● TASK GOAL: Somewhere below is a line with "Where can you spot the blue and" and, later, a line with "Where can you spot the boy's short"; repeat those two lines and all the lines between them, exactly as they are.

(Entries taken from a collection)
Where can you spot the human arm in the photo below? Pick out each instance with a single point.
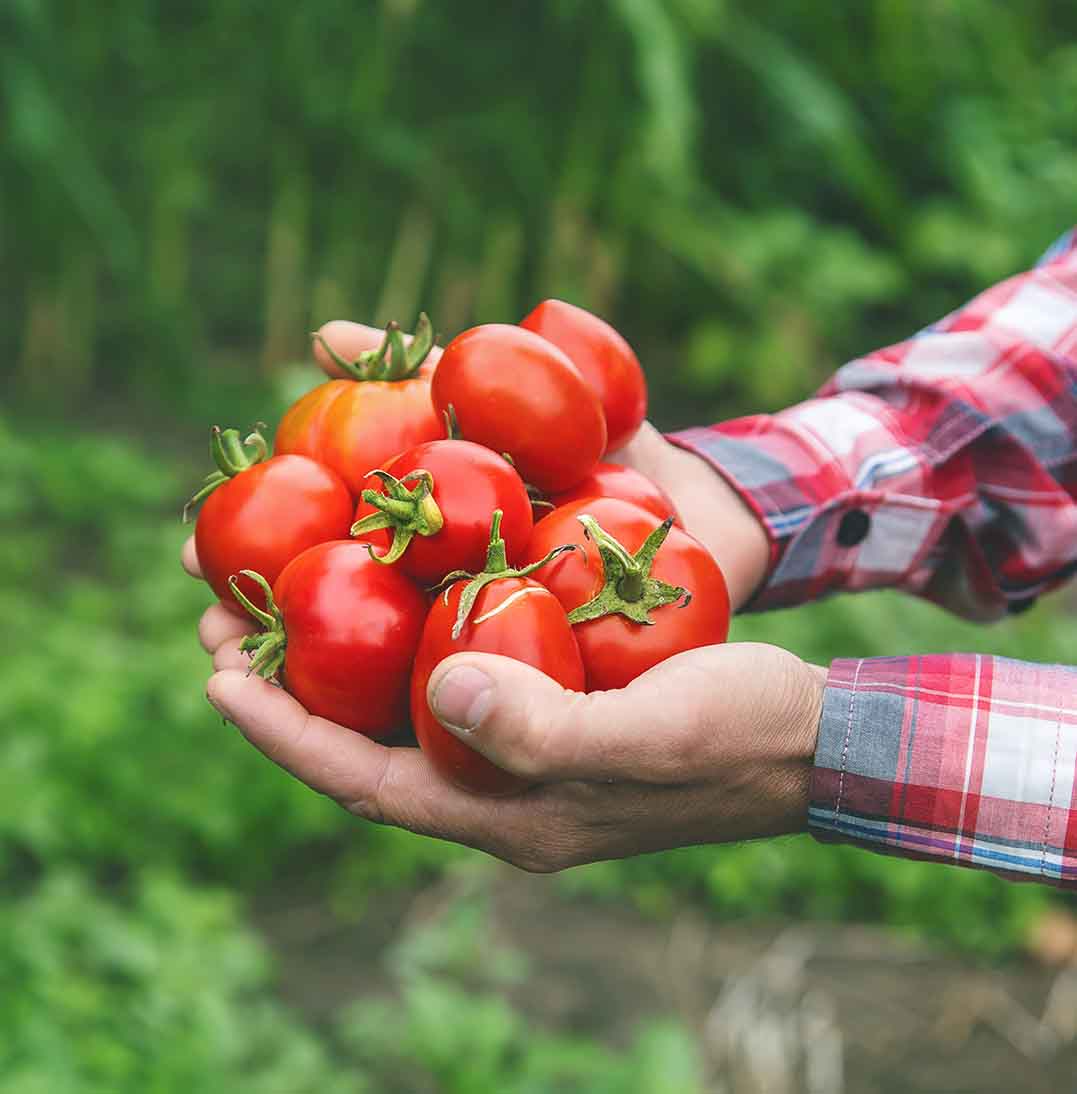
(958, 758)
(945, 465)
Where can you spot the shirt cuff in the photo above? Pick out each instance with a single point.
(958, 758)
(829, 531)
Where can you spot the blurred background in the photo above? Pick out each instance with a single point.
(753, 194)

* * *

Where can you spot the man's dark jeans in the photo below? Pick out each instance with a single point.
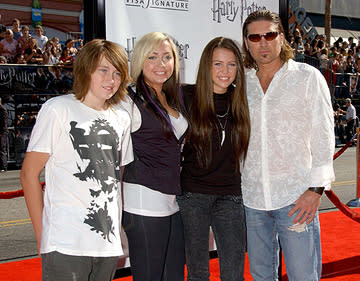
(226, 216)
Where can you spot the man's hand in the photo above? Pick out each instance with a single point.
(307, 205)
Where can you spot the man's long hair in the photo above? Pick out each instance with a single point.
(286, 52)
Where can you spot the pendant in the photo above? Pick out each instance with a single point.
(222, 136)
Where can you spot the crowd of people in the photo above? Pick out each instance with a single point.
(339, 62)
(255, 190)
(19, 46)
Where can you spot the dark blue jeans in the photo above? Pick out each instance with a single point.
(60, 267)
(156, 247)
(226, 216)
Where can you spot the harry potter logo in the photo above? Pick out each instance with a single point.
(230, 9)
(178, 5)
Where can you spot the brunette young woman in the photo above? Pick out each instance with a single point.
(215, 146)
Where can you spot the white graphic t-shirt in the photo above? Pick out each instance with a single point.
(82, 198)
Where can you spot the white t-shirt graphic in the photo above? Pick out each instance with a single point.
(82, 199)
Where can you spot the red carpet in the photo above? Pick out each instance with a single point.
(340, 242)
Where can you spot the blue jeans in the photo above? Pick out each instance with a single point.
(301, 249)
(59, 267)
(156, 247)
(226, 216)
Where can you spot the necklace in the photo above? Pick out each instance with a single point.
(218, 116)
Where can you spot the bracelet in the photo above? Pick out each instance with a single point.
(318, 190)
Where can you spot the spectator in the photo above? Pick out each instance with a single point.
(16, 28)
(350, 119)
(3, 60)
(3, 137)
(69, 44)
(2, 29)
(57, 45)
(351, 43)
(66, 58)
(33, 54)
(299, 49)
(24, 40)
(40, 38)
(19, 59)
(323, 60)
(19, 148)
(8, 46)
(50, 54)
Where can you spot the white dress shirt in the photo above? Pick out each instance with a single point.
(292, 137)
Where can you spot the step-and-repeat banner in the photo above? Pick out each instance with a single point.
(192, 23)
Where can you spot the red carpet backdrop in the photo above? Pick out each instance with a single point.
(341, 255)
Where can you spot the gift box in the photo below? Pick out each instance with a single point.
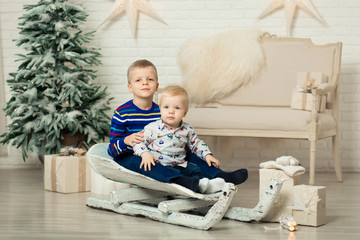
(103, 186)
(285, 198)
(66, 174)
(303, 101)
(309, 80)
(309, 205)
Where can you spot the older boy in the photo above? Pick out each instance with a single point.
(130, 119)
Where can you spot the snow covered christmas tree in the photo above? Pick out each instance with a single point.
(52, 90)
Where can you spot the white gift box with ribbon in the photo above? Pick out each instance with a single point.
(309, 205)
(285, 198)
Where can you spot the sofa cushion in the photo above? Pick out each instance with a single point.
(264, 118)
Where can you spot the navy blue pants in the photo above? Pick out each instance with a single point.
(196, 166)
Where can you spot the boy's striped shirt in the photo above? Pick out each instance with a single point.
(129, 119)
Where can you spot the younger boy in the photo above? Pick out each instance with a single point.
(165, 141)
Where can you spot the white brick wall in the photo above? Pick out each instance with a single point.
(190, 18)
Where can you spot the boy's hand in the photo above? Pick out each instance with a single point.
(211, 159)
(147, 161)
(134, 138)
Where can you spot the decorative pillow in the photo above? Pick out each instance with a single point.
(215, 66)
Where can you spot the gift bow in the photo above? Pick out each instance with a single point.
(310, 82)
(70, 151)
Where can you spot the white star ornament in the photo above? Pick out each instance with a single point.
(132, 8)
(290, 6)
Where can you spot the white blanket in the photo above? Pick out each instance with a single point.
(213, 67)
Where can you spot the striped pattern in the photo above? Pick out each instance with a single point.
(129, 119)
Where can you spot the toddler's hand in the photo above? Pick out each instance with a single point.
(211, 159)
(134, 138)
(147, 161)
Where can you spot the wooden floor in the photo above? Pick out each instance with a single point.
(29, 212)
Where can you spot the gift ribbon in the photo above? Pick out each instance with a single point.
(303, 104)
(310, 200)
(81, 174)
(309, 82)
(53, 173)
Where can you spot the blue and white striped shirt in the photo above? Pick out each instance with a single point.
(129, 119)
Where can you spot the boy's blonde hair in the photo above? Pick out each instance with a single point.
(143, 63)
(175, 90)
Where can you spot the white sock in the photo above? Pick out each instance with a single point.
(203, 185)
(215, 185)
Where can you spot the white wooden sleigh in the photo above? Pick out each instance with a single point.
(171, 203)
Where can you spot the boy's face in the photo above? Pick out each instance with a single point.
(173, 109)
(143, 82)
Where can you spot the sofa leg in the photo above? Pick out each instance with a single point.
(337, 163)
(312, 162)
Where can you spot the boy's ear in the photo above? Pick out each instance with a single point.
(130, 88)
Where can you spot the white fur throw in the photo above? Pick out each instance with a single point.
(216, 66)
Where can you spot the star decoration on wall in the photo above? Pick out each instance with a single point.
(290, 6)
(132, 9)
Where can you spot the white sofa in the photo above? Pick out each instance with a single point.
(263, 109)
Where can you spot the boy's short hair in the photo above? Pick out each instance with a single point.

...

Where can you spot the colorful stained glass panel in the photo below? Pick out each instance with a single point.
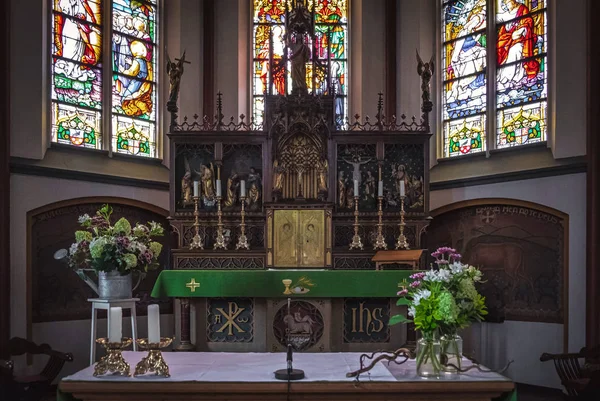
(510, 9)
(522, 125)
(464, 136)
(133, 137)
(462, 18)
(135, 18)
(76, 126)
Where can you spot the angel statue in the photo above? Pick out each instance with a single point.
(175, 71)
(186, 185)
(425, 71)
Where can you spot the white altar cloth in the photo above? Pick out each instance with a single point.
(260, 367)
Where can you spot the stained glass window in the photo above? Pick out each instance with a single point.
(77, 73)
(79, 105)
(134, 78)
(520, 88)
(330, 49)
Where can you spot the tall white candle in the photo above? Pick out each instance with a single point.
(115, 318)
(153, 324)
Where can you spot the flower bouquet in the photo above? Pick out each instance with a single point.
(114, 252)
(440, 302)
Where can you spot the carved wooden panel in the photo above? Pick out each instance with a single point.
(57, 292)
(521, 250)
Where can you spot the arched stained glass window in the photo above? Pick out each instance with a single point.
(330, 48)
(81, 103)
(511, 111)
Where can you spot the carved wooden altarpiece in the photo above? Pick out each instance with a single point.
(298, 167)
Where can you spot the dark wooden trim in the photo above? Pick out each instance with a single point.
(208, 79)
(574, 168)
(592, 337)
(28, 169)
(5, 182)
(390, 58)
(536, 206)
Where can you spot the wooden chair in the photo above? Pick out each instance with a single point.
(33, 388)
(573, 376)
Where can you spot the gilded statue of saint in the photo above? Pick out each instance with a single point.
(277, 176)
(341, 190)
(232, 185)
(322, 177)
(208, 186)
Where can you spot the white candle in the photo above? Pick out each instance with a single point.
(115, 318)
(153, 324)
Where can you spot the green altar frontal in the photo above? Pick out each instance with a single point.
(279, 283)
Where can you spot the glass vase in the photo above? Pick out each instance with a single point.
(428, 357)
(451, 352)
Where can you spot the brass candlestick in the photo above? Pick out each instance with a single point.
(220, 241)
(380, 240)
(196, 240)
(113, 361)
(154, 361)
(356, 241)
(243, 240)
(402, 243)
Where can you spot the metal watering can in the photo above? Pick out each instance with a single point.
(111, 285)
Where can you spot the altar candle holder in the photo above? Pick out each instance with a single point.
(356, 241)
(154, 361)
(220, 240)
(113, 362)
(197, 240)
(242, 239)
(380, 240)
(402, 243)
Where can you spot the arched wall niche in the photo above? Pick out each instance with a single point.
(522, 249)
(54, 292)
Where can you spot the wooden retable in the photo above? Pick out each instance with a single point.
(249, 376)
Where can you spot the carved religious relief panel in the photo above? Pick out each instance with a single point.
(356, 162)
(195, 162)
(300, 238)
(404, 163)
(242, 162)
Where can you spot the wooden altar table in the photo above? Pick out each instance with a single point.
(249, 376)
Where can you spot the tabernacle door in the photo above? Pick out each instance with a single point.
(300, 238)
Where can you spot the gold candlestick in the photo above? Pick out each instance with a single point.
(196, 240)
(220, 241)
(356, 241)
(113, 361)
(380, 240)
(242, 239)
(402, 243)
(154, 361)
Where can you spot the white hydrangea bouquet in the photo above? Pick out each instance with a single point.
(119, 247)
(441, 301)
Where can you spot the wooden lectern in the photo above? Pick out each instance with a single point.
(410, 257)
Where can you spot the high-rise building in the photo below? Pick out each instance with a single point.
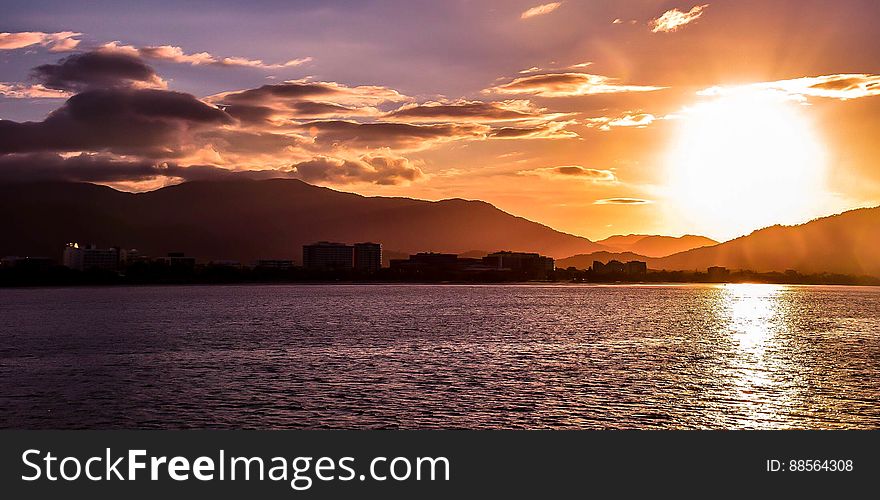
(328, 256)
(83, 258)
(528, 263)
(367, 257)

● RESPONSE TO THIS TASK:
Where can you spot the blue and white striped shirt in the photo above? Pick out each instance with a single point.
(129, 119)
Where can you spot the boy's blonde hair in the photo above? Pick out each instance with a single point.
(143, 63)
(175, 90)
Where can you spot the white sock in the photo above? Pick out each instance with a single point.
(203, 185)
(215, 185)
Where can you spot the white wooden sleigh in the photo above? Pick out each instance with a single point.
(171, 203)
Where can you spot the boy's face in the photo above? Pick out each instance with a single point.
(173, 109)
(143, 82)
Where can you spot the sofa leg in the photo above? Pick out each instance with a single point.
(337, 163)
(312, 162)
Where can you spot the boy's ear in the photo above? Pick out each instance with a single point.
(130, 88)
Where can you spot the white fur throw in the photo above? Pick out each instance with a single point.
(216, 66)
Where can you spot the star decoration on wall in the photo above? Pick out each instance with a single point.
(290, 6)
(132, 9)
Where can you spot the white sofa in the photo above? Pick out each instance with a single point.
(263, 109)
Where can you spot the boy's short hair in the photo above? Pick out each instance with a single point.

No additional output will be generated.